▸ **EXERCISE OBJECTIVE**: Reproduce the passage below about restless blue eyes word for word, from its first line to its last.

▸ **EXCERPTED PASSAGE**:
────────
My eyes are vague blue, like the sky, and change all the time;
they are indiscriminate but fleeting, entirely specific and
disloyal, so that no one trusts me. I am always looking away.
Or again at something after it has given me up. It makes me
restless and that makes me unhappy, but I cannot keep them
still. If only i had grey, green, black, brown, yellow eyes; I
would stay at home and do something. It's not that I'm
curious. On the contrary, I am bored but it's my duty to be
attentive, I am needed by things as the sky must be above the
earth. And lately, so great has _their_ anxiety become, I can
spare myself little sleep.

Now there is only one man I like to kiss when he is unshaven.
Heterosexuality! you are inexorably approaching. (How best
discourage her?)

St. Serapion, I wrap myself in the robes of your whiteness
which is like midnight in Dostoevsky. How I am to become a
legend, my dear? I've tried love, but that holds you in the
bosom of another and I'm always springing forth from it like
the lotus--the ecstasy of always bursting forth! (but one must
not be distracted by it!) or like a hyacinth, "to keep the
filth of life away," yes, even in the heart, where the filth is
pumped in and slanders and pollutes and determines. I will my
will, though I may become famous for a mysterious vacancy in
that department, that greenhouse.
────────
▸ **DATA PROVIDED**:
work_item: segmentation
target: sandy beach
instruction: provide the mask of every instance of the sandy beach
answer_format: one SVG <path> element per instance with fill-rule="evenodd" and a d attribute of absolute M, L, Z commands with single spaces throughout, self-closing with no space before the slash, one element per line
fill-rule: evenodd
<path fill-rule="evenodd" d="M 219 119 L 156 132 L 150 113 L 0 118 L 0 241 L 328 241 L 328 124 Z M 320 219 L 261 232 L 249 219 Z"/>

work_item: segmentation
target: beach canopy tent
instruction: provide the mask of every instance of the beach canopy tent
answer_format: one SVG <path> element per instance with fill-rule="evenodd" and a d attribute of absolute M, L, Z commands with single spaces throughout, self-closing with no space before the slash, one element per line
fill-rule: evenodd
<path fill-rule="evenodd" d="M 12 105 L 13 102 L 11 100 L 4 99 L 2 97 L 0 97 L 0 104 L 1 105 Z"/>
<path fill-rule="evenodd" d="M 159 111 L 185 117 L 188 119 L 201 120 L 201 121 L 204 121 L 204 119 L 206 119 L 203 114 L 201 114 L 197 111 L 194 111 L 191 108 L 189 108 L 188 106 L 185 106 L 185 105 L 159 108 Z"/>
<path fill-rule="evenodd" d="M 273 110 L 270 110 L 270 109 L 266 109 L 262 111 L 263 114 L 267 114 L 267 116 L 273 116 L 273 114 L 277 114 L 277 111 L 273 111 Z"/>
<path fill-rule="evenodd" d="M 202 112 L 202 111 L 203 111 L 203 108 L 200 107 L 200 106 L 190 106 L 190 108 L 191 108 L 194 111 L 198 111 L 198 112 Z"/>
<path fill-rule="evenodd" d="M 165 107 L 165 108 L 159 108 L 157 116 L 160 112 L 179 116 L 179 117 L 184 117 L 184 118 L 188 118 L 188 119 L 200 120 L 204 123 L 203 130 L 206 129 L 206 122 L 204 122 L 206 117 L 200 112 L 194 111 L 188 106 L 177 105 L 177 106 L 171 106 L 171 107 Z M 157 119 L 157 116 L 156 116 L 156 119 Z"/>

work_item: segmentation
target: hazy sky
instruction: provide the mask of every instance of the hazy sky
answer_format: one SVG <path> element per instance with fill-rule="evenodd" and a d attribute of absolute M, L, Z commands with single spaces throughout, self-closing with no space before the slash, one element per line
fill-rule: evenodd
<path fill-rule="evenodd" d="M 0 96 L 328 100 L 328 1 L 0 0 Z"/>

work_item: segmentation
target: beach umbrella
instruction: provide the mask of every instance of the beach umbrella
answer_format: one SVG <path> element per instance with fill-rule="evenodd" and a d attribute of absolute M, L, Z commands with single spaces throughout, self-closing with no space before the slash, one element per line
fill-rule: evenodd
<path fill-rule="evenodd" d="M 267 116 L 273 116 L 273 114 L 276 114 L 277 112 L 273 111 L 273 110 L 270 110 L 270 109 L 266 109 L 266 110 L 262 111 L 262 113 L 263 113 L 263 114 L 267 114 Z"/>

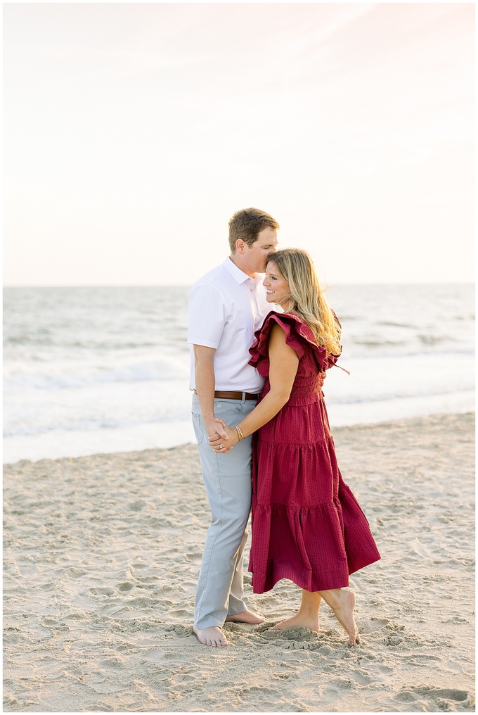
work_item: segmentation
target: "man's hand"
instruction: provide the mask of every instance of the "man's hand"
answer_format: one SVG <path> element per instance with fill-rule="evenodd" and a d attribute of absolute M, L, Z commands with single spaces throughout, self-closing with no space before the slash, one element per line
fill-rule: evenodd
<path fill-rule="evenodd" d="M 212 435 L 209 437 L 209 444 L 214 452 L 220 454 L 227 454 L 234 445 L 239 442 L 239 435 L 235 430 L 231 429 L 226 425 L 224 420 L 216 419 L 216 423 L 219 423 L 218 430 L 220 430 L 226 435 L 224 438 L 219 434 Z"/>

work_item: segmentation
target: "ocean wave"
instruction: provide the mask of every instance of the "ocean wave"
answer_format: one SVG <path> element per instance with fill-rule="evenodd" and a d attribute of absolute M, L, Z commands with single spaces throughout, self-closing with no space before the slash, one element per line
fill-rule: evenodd
<path fill-rule="evenodd" d="M 187 380 L 189 355 L 181 359 L 154 363 L 135 363 L 115 368 L 72 371 L 25 372 L 6 378 L 6 392 L 16 390 L 64 390 L 82 388 L 97 383 L 124 383 Z"/>

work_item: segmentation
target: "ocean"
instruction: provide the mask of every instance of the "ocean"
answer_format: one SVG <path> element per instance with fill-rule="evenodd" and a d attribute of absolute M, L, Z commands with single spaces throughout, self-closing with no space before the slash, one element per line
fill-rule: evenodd
<path fill-rule="evenodd" d="M 194 442 L 189 287 L 10 287 L 4 462 Z M 342 285 L 324 393 L 332 430 L 474 410 L 474 287 Z"/>

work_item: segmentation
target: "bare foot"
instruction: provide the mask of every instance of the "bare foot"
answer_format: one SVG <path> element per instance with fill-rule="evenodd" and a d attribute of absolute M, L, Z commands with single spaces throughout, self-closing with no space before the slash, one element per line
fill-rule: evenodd
<path fill-rule="evenodd" d="M 325 633 L 325 631 L 321 628 L 319 625 L 318 615 L 317 618 L 314 618 L 314 616 L 301 616 L 299 613 L 296 613 L 292 618 L 276 623 L 275 626 L 272 626 L 271 631 L 283 631 L 286 628 L 297 628 L 299 626 L 307 628 L 309 631 L 314 631 L 315 633 Z"/>
<path fill-rule="evenodd" d="M 343 589 L 341 602 L 335 608 L 332 608 L 337 621 L 345 628 L 349 635 L 349 644 L 350 646 L 360 643 L 359 629 L 354 618 L 354 606 L 355 593 L 353 591 Z"/>
<path fill-rule="evenodd" d="M 196 628 L 194 626 L 193 631 L 203 646 L 212 646 L 213 648 L 229 646 L 226 636 L 218 626 L 211 626 L 211 628 Z"/>
<path fill-rule="evenodd" d="M 228 616 L 226 618 L 226 622 L 231 623 L 249 623 L 251 626 L 257 626 L 258 623 L 263 623 L 265 620 L 262 616 L 253 613 L 252 611 L 242 611 L 240 613 Z"/>

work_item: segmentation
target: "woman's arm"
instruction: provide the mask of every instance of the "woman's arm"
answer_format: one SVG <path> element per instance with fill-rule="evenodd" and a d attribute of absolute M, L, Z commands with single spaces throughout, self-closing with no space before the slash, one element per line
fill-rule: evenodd
<path fill-rule="evenodd" d="M 239 423 L 239 427 L 244 437 L 252 434 L 259 427 L 272 420 L 279 410 L 284 407 L 290 396 L 294 380 L 299 367 L 297 353 L 286 342 L 286 334 L 280 325 L 274 325 L 269 341 L 269 358 L 270 368 L 269 380 L 271 389 L 264 400 L 257 405 L 252 412 Z M 223 423 L 224 425 L 224 423 Z M 225 426 L 229 439 L 223 438 L 209 440 L 211 447 L 224 448 L 220 451 L 224 453 L 239 442 L 239 435 L 235 430 Z"/>

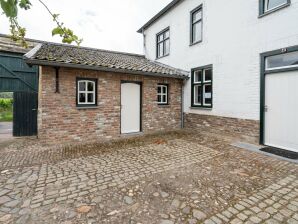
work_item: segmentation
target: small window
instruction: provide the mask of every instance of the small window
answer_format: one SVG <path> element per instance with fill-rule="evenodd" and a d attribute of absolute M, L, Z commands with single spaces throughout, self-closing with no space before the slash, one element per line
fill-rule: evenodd
<path fill-rule="evenodd" d="M 97 80 L 77 79 L 77 105 L 96 106 L 97 105 Z"/>
<path fill-rule="evenodd" d="M 158 84 L 157 86 L 157 103 L 166 105 L 168 103 L 168 84 Z"/>
<path fill-rule="evenodd" d="M 212 67 L 192 71 L 192 107 L 212 107 Z"/>
<path fill-rule="evenodd" d="M 161 58 L 170 54 L 170 29 L 167 28 L 157 34 L 156 57 Z"/>
<path fill-rule="evenodd" d="M 298 51 L 266 58 L 266 70 L 298 67 Z"/>
<path fill-rule="evenodd" d="M 260 14 L 264 14 L 270 11 L 274 11 L 282 6 L 290 4 L 290 0 L 260 0 Z"/>
<path fill-rule="evenodd" d="M 190 44 L 196 44 L 202 41 L 202 6 L 194 9 L 190 17 Z"/>

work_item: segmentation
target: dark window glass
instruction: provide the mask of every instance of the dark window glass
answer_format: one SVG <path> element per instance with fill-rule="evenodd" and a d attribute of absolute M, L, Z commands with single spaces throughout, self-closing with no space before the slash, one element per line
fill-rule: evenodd
<path fill-rule="evenodd" d="M 77 104 L 84 105 L 96 105 L 96 80 L 78 80 L 77 81 Z"/>
<path fill-rule="evenodd" d="M 157 86 L 157 103 L 168 104 L 168 85 L 159 84 Z"/>
<path fill-rule="evenodd" d="M 202 41 L 202 8 L 191 13 L 191 44 Z"/>
<path fill-rule="evenodd" d="M 212 107 L 212 68 L 194 70 L 191 86 L 192 106 Z"/>
<path fill-rule="evenodd" d="M 157 35 L 157 58 L 170 54 L 170 30 L 166 29 Z"/>

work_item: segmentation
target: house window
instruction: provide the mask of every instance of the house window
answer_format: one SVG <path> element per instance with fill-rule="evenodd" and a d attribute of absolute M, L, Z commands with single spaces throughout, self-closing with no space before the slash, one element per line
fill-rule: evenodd
<path fill-rule="evenodd" d="M 97 105 L 97 80 L 77 79 L 77 105 L 96 106 Z"/>
<path fill-rule="evenodd" d="M 202 41 L 202 6 L 191 11 L 190 17 L 190 44 L 196 44 Z"/>
<path fill-rule="evenodd" d="M 161 58 L 170 54 L 170 29 L 167 28 L 157 34 L 156 37 L 157 58 Z"/>
<path fill-rule="evenodd" d="M 275 11 L 288 4 L 290 4 L 290 0 L 260 0 L 260 14 Z"/>
<path fill-rule="evenodd" d="M 191 88 L 192 107 L 212 107 L 212 66 L 192 70 Z"/>
<path fill-rule="evenodd" d="M 168 84 L 158 84 L 157 86 L 157 103 L 160 105 L 169 104 L 168 100 Z"/>
<path fill-rule="evenodd" d="M 298 51 L 270 56 L 265 62 L 267 71 L 298 67 Z"/>

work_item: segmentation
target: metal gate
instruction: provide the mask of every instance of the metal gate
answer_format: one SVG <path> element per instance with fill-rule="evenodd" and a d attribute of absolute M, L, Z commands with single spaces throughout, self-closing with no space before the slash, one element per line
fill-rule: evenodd
<path fill-rule="evenodd" d="M 13 94 L 13 136 L 37 135 L 37 93 Z"/>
────────
▸ **EXERCISE ANSWER**:
My eyes are vague blue, like the sky, and change all the time;
they are indiscriminate but fleeting, entirely specific and
disloyal, so that no one trusts me. I am always looking away.
Or again at something after it has given me up. It makes me
restless and that makes me unhappy, but I cannot keep them
still. If only i had grey, green, black, brown, yellow eyes; I
would stay at home and do something. It's not that I'm
curious. On the contrary, I am bored but it's my duty to be
attentive, I am needed by things as the sky must be above the
earth. And lately, so great has _their_ anxiety become, I can
spare myself little sleep.

Now there is only one man I like to kiss when he is unshaven.
Heterosexuality! you are inexorably approaching. (How best
discourage her?)

St. Serapion, I wrap myself in the robes of your whiteness
which is like midnight in Dostoevsky. How I am to become a
legend, my dear? I've tried love, but that holds you in the
bosom of another and I'm always springing forth from it like
the lotus--the ecstasy of always bursting forth! (but one must
not be distracted by it!) or like a hyacinth, "to keep the
filth of life away," yes, even in the heart, where the filth is
pumped in and slanders and pollutes and determines. I will my
will, though I may become famous for a mysterious vacancy in
that department, that greenhouse.